[Point-per-instance localization data]
==*==

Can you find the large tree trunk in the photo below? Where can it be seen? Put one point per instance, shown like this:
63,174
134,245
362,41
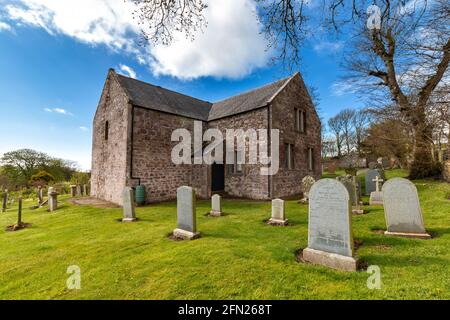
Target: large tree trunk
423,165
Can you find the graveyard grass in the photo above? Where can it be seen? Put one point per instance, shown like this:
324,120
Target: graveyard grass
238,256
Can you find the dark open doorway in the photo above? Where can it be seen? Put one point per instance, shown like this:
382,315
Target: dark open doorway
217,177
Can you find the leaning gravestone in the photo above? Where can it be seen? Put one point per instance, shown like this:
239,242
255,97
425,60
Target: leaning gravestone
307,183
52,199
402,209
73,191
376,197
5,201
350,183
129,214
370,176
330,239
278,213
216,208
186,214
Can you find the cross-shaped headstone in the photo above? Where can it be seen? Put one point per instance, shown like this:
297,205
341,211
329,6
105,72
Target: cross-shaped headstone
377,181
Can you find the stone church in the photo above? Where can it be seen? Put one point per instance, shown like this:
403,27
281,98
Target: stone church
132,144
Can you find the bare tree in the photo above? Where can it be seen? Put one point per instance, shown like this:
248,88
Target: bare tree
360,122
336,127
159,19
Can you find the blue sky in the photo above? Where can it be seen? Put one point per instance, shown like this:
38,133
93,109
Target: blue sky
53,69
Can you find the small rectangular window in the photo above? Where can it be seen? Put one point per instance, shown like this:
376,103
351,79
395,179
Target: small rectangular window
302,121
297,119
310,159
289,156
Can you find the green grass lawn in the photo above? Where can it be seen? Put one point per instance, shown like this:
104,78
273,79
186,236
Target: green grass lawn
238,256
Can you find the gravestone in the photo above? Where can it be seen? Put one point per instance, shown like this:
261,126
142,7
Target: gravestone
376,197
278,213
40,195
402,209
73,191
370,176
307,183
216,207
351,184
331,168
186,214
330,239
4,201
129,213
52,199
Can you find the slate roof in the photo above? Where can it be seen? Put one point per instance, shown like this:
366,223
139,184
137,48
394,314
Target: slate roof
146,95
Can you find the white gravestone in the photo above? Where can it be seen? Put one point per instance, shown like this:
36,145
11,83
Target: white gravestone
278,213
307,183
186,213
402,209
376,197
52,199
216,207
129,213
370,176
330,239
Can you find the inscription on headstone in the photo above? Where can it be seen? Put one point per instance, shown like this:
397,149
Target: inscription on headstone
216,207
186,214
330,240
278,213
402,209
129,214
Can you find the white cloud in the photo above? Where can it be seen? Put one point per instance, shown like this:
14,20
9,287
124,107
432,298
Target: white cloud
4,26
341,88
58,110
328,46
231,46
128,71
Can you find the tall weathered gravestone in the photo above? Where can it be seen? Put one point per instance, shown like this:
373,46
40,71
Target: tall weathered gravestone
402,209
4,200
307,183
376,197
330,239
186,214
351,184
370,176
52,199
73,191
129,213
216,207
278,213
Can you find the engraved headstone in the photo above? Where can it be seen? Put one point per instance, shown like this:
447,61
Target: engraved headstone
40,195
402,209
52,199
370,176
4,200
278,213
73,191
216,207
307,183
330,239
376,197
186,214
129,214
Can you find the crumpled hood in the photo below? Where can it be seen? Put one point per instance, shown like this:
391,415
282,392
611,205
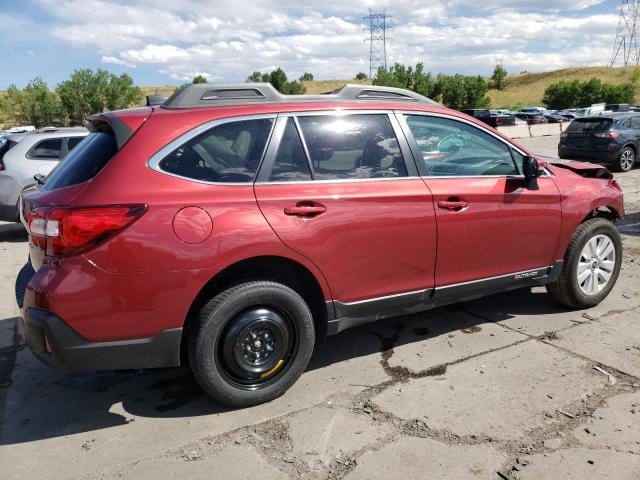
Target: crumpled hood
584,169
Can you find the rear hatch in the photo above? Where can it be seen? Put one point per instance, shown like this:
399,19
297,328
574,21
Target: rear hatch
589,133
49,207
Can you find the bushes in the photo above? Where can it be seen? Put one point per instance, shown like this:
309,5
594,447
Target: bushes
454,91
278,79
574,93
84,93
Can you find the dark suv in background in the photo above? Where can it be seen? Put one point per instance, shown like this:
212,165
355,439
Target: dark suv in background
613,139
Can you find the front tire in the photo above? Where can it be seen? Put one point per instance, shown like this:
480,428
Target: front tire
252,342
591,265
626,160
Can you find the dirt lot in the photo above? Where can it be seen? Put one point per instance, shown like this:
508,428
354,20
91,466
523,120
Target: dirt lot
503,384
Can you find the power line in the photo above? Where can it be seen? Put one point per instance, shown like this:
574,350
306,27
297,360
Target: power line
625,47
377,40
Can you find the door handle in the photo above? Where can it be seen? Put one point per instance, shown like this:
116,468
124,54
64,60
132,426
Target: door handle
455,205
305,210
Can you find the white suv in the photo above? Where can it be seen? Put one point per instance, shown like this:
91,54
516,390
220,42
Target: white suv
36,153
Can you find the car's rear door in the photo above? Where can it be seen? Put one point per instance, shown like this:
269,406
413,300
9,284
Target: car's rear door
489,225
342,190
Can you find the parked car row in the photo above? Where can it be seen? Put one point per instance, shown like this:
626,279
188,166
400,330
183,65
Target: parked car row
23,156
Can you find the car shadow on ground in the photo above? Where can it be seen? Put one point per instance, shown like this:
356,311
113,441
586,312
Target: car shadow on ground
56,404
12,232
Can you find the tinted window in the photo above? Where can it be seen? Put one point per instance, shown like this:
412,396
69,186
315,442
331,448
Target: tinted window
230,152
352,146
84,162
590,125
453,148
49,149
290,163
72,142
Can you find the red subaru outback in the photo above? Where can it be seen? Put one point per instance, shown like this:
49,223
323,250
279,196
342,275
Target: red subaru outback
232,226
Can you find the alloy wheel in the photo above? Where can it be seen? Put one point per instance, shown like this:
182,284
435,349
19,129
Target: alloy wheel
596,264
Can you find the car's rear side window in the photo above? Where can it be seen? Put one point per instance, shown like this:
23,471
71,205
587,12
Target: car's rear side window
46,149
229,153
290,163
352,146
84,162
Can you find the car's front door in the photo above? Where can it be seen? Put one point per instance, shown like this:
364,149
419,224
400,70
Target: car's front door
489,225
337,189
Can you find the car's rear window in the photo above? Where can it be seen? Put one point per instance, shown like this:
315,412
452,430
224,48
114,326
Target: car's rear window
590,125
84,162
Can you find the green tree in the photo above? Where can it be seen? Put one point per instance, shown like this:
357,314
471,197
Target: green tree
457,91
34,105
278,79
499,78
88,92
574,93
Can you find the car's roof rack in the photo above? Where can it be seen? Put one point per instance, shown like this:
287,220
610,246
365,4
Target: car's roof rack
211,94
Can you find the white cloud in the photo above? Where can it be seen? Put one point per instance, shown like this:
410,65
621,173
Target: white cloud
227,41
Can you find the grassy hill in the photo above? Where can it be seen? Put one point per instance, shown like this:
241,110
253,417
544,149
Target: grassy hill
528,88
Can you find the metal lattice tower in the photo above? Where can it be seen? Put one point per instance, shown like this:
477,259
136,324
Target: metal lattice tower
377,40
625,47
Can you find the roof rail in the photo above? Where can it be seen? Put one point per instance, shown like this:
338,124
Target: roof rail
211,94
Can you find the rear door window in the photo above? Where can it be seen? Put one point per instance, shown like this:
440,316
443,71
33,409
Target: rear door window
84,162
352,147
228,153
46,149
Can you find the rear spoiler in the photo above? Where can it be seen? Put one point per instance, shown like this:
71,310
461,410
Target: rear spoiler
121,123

==*==

* [Task to carry out]
Report how many lines in the data above contain "below", without any other words.

* [Solution]
2